__ИЗВЛЕЧЁННЫЙ ТЕКСТ__:
%%

Окна летом и зимой стояли настежь.
Внизу, в общей кухне, хлопотала по хозяйству смешливая деревенская бабенка.
Ставила в печку хлеб и, вовсю смеясь, простодушно рассказывала о своих приключениях.
— В голод я возила в товарных поездах мешки с мукой — кое-как доставала в дальних деревнях. И вот однажды нарываюсь на милицейский патруль, человек двадцать пять. А я в вагоне одна.
Они говорят: возить муку запрещено, есть указ. Ты что, не знаешь?
Ну, я и легла. И все двадцать пять молодцов прошлись по очереди. Насилу встала. Зато мука моя уцелела.
Я смотрю ей в рот.
По ночам она спускалась в подвал, где жили лесники.
Только бы им не взбрело в голову нагрянуть к нам с топорами.
Сижу в приемной Наркомпроса. Терпеливо жду, пока начальник отдела соизволит меня принять.
Я хочу, чтобы мне оплатили панно, сделанное для театра.
Если не по «первой категории», чего без особого труда добивались мои более практичные собратья, то хотя бы по минимуму.
Но начальник мило улыбается и мямлит:
— Да-да… конечно… но, видите ли… смета… подписи… печати… Луначарский… зайдите завтра.
Это длится уже два года.
Наконец я получил… воспаление легких.
Грановский тоже только улыбался.
Что же мне оставалось делать?
Коза. Рисунок для обложки книги Дер-Нистера. 1914. Бумага, тушь.
Боже мой! Ты дал мне талант, так, во всяком случае, говорят. Но почему ты не дал мне внушительной внешности, чтобы меня боялись и уважали? Будь я солидней, высокого роста, с крепкими ногами и квадратным подбородком, никто бы мне слова поперек не посмел сказать, так уж водится в нашем мире.
А у меня физиономия самая безобидная. И голоса не хватает.
Расстроенный, я брел по московским улицам.
Проходя мимо Кремля, ненароком заглянул в широкие башенные ворота.
Из машины выходил Троцкий — высокий, с сизым носом. Тяжелым уверенным шагом он направлялся к своим кремлевским апартаментам.
И вдруг у меня шевельнулась идея: не зайти ли к Демьяну Бедному, он как раз живет в Кремле, а во время войны мы с ним вместе служили в военной конторе.

%%

__ФРАГМЕНТ НАБОРА ДАННЫХ__:

%%

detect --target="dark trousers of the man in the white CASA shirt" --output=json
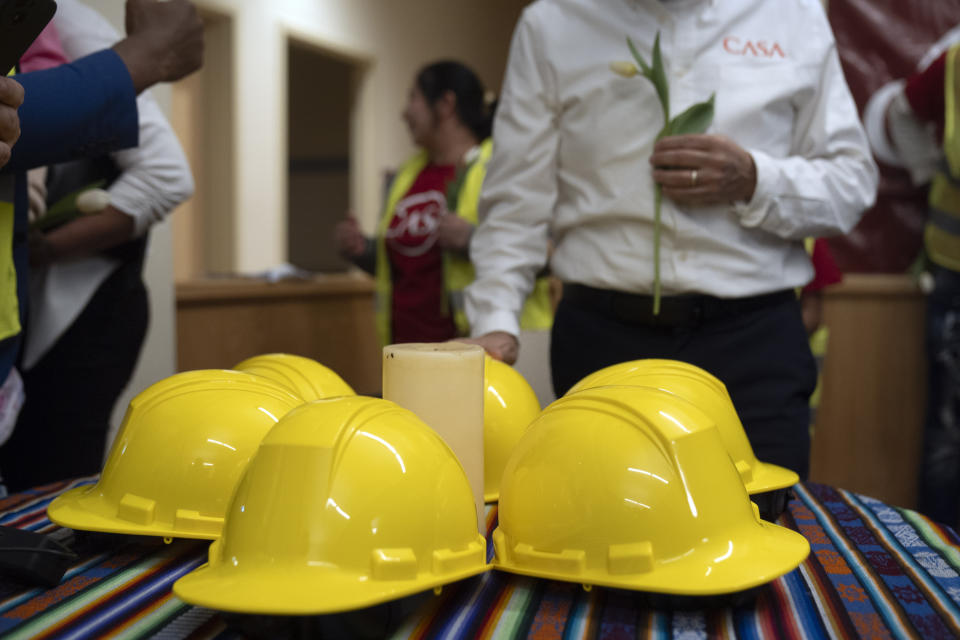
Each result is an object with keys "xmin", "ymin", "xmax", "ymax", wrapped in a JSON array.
[{"xmin": 550, "ymin": 285, "xmax": 817, "ymax": 478}]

%%

__ЧТО НУЖНО СДЕЛАТЬ__:
1/ Установите, согласуются ли с извлечённым текстом утверждения (а) «Окна держали открытыми только летом», (б) «Патруль, на который нарвалась женщина, насчитывал около двадцати пяти человек» и (в) «Лесники жили в подвале». Для каждого ответьте «да» или «нет» и приведите точную цитату из текста, на которой основан ответ.
2/ Верните без изменений фрагмент извлечённого текста, начинающийся со слов «Но начальник мило» и продолжающийся вплоть до слов «тоже только улыбался.».
При выполнении заданий опирайтесь исключительно на извлечённый текст.

__РЕЗУЛЬТАТЫ УПРАЖНЕНИЯ__:
1/
(а) Нет: «Окна летом и зимой стояли настежь».
(б) Да: «человек двадцать пять».
(в) Да: «в подвал, где жили лесники».

2/
Но начальник мило улыбается и мямлит:
— Да-да… конечно… но, видите ли… смета… подписи… печати… Луначарский… зайдите завтра.
Это длится уже два года.
Наконец я получил… воспаление легких.
Грановский тоже только улыбался.